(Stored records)
# # # # # # #
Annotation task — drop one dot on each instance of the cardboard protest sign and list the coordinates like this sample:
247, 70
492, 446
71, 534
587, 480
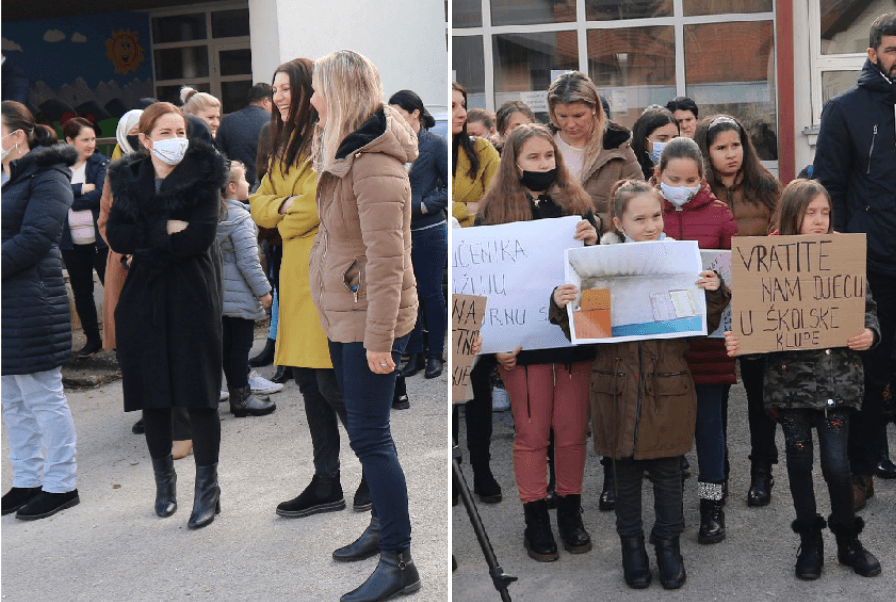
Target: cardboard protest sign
797, 292
516, 266
719, 261
466, 320
632, 292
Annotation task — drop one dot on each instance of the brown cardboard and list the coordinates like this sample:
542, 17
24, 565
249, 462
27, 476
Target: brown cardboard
467, 312
797, 292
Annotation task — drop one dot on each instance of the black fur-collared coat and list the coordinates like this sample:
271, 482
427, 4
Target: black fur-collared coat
168, 318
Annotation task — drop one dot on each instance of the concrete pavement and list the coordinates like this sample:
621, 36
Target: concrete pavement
112, 547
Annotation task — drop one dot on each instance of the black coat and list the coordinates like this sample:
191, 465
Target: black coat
37, 333
855, 159
168, 318
94, 173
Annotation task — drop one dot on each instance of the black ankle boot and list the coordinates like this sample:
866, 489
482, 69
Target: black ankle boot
245, 403
569, 522
635, 564
166, 479
761, 482
607, 499
810, 557
670, 563
266, 357
416, 363
850, 550
207, 499
364, 547
323, 494
395, 574
712, 517
538, 537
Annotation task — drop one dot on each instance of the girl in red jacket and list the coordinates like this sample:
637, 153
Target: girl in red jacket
691, 212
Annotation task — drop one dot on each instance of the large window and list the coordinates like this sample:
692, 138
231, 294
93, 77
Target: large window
638, 52
205, 48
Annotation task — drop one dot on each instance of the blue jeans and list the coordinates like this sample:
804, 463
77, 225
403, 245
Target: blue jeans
710, 437
429, 254
37, 417
368, 403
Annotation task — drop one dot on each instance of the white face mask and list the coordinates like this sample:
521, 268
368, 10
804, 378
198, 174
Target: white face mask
170, 150
678, 195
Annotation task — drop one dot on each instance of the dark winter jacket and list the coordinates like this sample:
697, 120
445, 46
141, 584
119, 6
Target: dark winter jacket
643, 402
429, 181
818, 379
95, 173
168, 318
855, 159
244, 280
710, 222
37, 334
238, 136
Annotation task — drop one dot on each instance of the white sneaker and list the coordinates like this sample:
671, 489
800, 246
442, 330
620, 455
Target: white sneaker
261, 385
500, 400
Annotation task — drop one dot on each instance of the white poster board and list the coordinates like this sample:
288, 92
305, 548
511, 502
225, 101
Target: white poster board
719, 261
636, 291
516, 266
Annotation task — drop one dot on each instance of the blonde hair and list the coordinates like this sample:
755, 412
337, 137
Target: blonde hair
351, 86
195, 102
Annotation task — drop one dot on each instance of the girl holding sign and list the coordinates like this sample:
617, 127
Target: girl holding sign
643, 403
548, 388
818, 388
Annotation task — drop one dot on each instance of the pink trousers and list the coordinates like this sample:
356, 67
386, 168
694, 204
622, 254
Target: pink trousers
545, 397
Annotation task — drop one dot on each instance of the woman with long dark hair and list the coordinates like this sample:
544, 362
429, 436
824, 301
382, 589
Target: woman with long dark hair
286, 201
168, 319
429, 231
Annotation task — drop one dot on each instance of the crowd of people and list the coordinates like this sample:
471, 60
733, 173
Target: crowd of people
679, 176
171, 227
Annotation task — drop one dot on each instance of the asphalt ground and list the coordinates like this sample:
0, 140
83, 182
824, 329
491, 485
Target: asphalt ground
112, 547
755, 562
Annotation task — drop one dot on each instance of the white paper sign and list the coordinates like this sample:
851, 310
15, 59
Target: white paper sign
636, 291
516, 266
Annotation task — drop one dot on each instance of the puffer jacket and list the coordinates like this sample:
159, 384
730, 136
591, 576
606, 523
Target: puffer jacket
643, 401
818, 379
616, 161
855, 159
707, 220
37, 332
244, 280
362, 279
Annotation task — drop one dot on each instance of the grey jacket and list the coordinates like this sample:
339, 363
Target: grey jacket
244, 280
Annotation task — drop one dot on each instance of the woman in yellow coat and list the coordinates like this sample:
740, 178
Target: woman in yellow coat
286, 200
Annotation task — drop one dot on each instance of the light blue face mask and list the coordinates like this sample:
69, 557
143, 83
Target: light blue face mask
657, 151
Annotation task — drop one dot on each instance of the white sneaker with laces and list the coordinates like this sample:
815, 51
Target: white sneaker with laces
261, 385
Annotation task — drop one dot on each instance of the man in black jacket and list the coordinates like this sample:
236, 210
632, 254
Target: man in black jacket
855, 159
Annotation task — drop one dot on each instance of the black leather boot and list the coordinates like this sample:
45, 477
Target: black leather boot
# # # # # # #
● **Assigned task**
Select every line above that contains the word "leather", and copy it.

● **Solution to the exercise**
Annotation task — drop one dot on each instance of the black leather boot and list the coordinates like this sample:
Target: black leather boot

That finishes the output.